What is required -> Pull out every line in the data below that contains the word "horizon", and copy each one unchanged.

Items ->

::::::::::

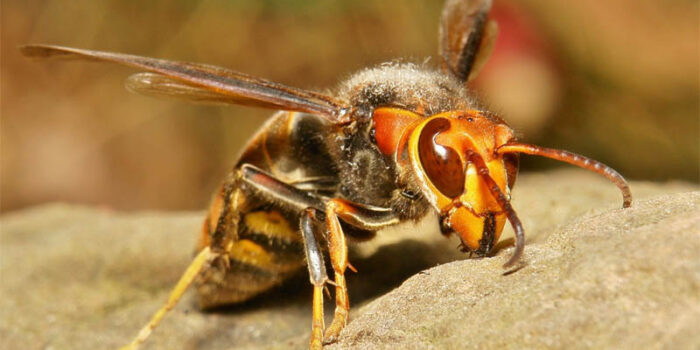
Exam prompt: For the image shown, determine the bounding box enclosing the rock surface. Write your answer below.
[0,170,700,349]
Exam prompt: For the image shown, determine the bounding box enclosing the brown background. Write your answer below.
[0,0,700,211]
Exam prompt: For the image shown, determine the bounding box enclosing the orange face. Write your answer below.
[374,108,517,255]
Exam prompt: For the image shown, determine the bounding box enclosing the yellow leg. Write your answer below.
[325,200,351,343]
[119,247,216,350]
[309,285,324,350]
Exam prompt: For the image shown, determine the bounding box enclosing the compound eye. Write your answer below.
[418,118,465,198]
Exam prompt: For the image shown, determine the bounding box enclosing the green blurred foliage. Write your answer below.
[0,0,700,211]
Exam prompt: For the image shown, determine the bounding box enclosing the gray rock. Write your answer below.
[0,171,700,349]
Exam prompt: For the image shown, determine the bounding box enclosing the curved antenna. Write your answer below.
[19,45,349,123]
[467,151,525,268]
[496,143,632,208]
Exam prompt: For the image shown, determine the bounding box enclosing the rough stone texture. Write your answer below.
[0,171,700,349]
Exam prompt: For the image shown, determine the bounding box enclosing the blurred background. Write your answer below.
[0,0,700,211]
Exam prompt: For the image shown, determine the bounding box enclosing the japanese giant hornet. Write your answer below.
[21,0,632,349]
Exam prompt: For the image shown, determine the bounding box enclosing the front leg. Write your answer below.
[241,164,399,349]
[324,198,399,344]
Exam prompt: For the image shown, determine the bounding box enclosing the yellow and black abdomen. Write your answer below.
[197,112,335,308]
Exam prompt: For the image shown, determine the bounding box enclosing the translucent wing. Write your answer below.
[439,0,498,81]
[20,45,346,122]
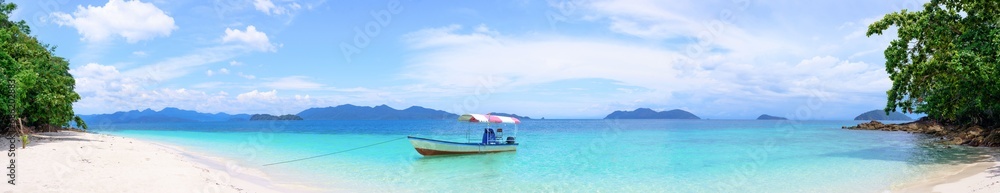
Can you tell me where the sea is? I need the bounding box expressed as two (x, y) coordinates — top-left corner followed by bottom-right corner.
(91, 119), (994, 192)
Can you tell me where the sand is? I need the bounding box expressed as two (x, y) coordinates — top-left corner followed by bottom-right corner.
(0, 131), (303, 192)
(890, 157), (1000, 193)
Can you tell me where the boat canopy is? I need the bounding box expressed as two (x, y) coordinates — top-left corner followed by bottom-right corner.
(458, 114), (521, 124)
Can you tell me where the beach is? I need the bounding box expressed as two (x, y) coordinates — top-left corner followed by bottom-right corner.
(891, 156), (1000, 193)
(0, 131), (305, 192)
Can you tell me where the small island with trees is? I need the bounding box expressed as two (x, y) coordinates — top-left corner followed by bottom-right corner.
(845, 0), (1000, 146)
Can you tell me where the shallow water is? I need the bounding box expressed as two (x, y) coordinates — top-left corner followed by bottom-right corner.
(94, 120), (986, 192)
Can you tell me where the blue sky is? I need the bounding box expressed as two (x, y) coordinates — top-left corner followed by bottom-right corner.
(5, 0), (922, 119)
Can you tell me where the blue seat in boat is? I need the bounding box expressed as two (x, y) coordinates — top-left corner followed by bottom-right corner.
(483, 129), (490, 144)
(487, 129), (497, 144)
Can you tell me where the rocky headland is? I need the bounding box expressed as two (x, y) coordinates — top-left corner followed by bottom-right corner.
(843, 117), (1000, 147)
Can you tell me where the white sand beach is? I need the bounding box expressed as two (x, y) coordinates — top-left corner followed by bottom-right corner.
(0, 131), (312, 192)
(892, 157), (1000, 193)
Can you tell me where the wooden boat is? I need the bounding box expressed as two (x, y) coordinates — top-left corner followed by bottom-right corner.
(407, 114), (521, 156)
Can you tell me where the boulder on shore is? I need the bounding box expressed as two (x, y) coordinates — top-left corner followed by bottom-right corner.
(842, 117), (1000, 147)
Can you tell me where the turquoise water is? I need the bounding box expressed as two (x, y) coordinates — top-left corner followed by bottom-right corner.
(94, 120), (986, 192)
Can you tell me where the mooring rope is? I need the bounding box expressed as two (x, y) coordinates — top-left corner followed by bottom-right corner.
(263, 137), (406, 166)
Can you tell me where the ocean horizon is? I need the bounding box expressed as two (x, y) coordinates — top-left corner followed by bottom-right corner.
(92, 119), (990, 192)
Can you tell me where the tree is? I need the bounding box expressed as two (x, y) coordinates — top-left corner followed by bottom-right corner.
(0, 0), (84, 134)
(867, 0), (1000, 126)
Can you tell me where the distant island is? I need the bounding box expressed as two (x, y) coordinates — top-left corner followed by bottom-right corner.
(298, 104), (458, 120)
(250, 114), (302, 121)
(854, 110), (913, 121)
(490, 113), (531, 119)
(604, 108), (701, 119)
(757, 114), (788, 120)
(78, 107), (250, 123)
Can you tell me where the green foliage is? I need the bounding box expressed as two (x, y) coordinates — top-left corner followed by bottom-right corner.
(867, 0), (1000, 125)
(0, 0), (83, 132)
(73, 116), (87, 130)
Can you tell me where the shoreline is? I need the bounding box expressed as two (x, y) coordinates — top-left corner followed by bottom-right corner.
(888, 156), (1000, 192)
(0, 131), (315, 192)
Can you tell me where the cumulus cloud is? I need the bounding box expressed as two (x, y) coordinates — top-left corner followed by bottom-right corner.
(263, 76), (323, 90)
(69, 63), (312, 114)
(236, 72), (257, 80)
(222, 25), (277, 52)
(402, 25), (889, 118)
(253, 0), (302, 15)
(51, 0), (177, 43)
(236, 90), (278, 103)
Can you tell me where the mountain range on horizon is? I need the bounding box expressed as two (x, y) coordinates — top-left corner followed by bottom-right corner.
(79, 104), (912, 123)
(78, 104), (531, 123)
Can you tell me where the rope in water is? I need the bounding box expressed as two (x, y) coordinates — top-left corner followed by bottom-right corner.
(263, 137), (406, 166)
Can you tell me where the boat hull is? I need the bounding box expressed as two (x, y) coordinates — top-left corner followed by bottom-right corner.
(407, 136), (517, 156)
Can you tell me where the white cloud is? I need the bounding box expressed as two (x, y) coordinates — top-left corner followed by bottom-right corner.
(263, 76), (323, 90)
(253, 0), (283, 15)
(236, 90), (278, 103)
(125, 46), (247, 81)
(402, 25), (890, 116)
(253, 0), (302, 15)
(222, 25), (277, 52)
(52, 0), (177, 43)
(236, 72), (257, 80)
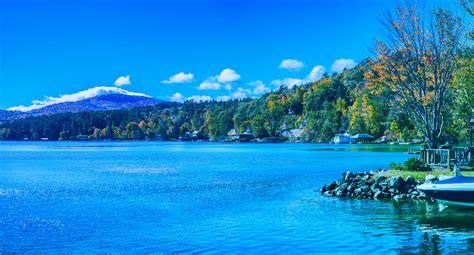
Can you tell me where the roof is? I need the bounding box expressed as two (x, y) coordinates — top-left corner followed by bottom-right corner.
(352, 134), (375, 139)
(335, 133), (351, 137)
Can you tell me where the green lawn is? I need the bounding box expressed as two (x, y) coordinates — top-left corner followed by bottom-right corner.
(377, 170), (474, 181)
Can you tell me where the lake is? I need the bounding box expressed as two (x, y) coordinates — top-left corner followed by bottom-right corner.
(0, 142), (474, 254)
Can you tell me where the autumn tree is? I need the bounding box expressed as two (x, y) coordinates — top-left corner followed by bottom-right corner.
(366, 5), (464, 148)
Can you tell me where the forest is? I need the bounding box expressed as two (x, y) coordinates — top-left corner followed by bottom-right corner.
(0, 1), (474, 147)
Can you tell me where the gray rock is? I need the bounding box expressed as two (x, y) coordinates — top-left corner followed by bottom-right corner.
(344, 171), (354, 181)
(405, 176), (416, 185)
(326, 182), (337, 190)
(376, 176), (386, 183)
(393, 194), (405, 202)
(374, 190), (382, 199)
(388, 176), (405, 188)
(425, 174), (438, 183)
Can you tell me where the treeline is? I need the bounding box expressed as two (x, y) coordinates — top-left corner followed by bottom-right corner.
(0, 59), (472, 143)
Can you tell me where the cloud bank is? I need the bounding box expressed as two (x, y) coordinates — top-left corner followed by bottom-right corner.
(280, 59), (304, 71)
(217, 68), (240, 83)
(7, 87), (150, 112)
(114, 75), (132, 87)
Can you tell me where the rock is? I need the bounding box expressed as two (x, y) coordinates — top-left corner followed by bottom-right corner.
(336, 189), (347, 197)
(405, 176), (416, 185)
(393, 194), (405, 202)
(376, 176), (386, 183)
(388, 176), (405, 188)
(344, 171), (354, 181)
(324, 191), (334, 197)
(370, 183), (382, 192)
(326, 182), (337, 190)
(374, 190), (382, 199)
(321, 185), (327, 194)
(425, 174), (438, 183)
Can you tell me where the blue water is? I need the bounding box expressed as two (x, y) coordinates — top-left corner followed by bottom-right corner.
(0, 142), (474, 254)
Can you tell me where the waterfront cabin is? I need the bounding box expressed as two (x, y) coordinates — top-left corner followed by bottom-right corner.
(351, 134), (375, 143)
(333, 133), (355, 143)
(227, 128), (255, 142)
(281, 128), (304, 142)
(420, 147), (474, 169)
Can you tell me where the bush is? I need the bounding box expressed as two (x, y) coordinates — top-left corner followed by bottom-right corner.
(390, 158), (431, 171)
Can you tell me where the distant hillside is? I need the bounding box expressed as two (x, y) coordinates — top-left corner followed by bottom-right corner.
(0, 62), (469, 144)
(0, 93), (168, 121)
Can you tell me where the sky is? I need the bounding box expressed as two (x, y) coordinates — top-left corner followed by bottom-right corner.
(0, 0), (462, 109)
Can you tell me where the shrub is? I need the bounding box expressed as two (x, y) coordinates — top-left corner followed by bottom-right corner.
(390, 158), (431, 171)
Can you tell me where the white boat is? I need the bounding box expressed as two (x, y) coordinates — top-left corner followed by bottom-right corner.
(418, 176), (474, 207)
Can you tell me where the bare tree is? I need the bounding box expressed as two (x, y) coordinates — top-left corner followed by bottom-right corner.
(366, 4), (464, 148)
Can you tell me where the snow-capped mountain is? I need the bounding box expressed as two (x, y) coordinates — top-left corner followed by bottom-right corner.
(0, 87), (168, 121)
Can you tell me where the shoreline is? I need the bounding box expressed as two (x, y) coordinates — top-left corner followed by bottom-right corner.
(319, 169), (438, 202)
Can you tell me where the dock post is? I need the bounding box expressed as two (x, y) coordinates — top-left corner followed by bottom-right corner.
(453, 164), (461, 176)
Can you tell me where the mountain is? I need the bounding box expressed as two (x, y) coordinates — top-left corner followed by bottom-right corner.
(0, 87), (169, 122)
(28, 94), (166, 116)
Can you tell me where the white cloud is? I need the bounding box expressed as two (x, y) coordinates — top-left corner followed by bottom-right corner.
(216, 96), (231, 101)
(8, 87), (150, 112)
(115, 75), (132, 87)
(271, 78), (308, 89)
(170, 92), (184, 103)
(198, 77), (222, 90)
(161, 72), (194, 84)
(224, 83), (232, 91)
(248, 80), (270, 95)
(331, 58), (357, 73)
(307, 66), (326, 81)
(280, 59), (304, 71)
(232, 88), (252, 99)
(217, 68), (240, 83)
(186, 95), (212, 102)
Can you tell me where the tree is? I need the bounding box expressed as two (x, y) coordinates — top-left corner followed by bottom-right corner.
(366, 5), (463, 148)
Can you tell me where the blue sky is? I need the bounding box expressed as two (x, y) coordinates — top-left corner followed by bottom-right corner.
(0, 0), (460, 108)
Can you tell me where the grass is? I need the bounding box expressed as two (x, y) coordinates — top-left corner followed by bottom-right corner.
(378, 170), (474, 181)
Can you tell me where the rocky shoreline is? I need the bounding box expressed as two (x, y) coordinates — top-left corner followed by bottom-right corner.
(321, 170), (437, 201)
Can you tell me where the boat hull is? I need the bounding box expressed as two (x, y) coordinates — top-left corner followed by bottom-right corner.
(418, 177), (474, 207)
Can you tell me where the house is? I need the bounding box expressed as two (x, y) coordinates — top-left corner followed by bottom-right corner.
(227, 128), (240, 142)
(351, 134), (375, 143)
(333, 133), (356, 143)
(227, 128), (255, 142)
(281, 128), (304, 142)
(191, 131), (199, 140)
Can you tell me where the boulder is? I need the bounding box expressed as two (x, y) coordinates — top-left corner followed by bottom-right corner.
(425, 174), (438, 183)
(388, 176), (405, 188)
(376, 176), (386, 183)
(405, 176), (416, 185)
(344, 171), (354, 181)
(326, 182), (337, 190)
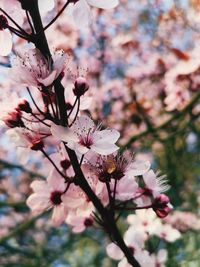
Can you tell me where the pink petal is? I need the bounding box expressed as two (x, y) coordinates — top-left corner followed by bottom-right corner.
(73, 0), (91, 28)
(0, 30), (12, 56)
(106, 243), (124, 260)
(87, 0), (119, 9)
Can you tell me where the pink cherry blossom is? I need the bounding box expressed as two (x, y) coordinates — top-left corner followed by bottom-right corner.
(27, 170), (67, 224)
(51, 116), (120, 155)
(10, 49), (66, 86)
(69, 0), (119, 27)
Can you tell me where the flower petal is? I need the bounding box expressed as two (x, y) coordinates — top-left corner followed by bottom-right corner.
(87, 0), (119, 9)
(0, 30), (12, 56)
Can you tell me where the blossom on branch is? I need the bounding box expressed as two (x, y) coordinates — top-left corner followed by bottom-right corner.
(10, 49), (67, 87)
(27, 170), (67, 224)
(71, 0), (119, 27)
(51, 116), (120, 155)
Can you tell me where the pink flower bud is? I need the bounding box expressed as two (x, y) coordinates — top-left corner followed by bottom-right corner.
(3, 110), (24, 128)
(0, 15), (8, 31)
(73, 77), (89, 97)
(30, 140), (44, 151)
(152, 194), (173, 218)
(60, 159), (71, 170)
(84, 218), (93, 227)
(17, 99), (32, 113)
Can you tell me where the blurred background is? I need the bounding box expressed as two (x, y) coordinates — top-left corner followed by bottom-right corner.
(0, 0), (200, 267)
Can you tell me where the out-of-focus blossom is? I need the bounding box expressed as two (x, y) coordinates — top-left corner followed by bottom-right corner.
(51, 116), (120, 155)
(27, 170), (67, 224)
(10, 49), (66, 86)
(0, 0), (24, 56)
(71, 0), (119, 27)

::::::::::

Response to this exercise ->
Can you tell me where the ocean horizon is? I need the bounding box expressed as two (x, y) coordinates — top-left corner followed by bottom-right corner.
Can you tell me where the mountain range on horizon is? I need the bounding box expressed as two (x, y) coordinates — top-left corner followed by bottom-right corner.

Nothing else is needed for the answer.